**** TEXT EXTRACT
Three C Railroad
DESCRIPTION: Hammer song. "Oh, baby, Uh! what you gwine to do? Uh! Three C railroad, Uh! done run through! Uh!" "My and my partner, him and me!" "Oh, baby, what you gwine to do? Seaboard Air-line (or other train) done run through."
AUTHOR: unknown
EARLIEST DATE: 1925 (Scarborough)
KEYWORDS: railroading work
FOUND IN: US
REFERENCES (1 citation):
Scarborough-OnTheTrailOfNegroFolkSongs, pp. 216-217, "Work-Song" (1 text, 1 tune)
NOTES [163 words]: There are hints of this in some of Lead Belly's songs. But that may just be the common stuff of all railroad work songs.
********
**** DATA EXTRACT
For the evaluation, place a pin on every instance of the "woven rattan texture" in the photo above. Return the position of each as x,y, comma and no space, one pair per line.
********
> _TASK LIST_
(1) List every field heading in capital letters that ends with a colon in the Three C Railroad entry above.
(2) Duplicate the passage of the Three C Railroad entry between "AUTHOR: unknown" and "text, 1 tune)", inclusive.

> _ANSWERS BELOW_
(1)
DESCRIPTION
AUTHOR
EARLIEST DATE
KEYWORDS
FOUND IN
REFERENCES (1 citation)
NOTES [163 words]

(2)
AUTHOR: unknown
EARLIEST DATE: 1925 (Scarborough)
KEYWORDS: railroading work
FOUND IN: US
REFERENCES (1 citation):
Scarborough-OnTheTrailOfNegroFolkSongs, pp. 216-217, "Work-Song" (1 text, 1 tune)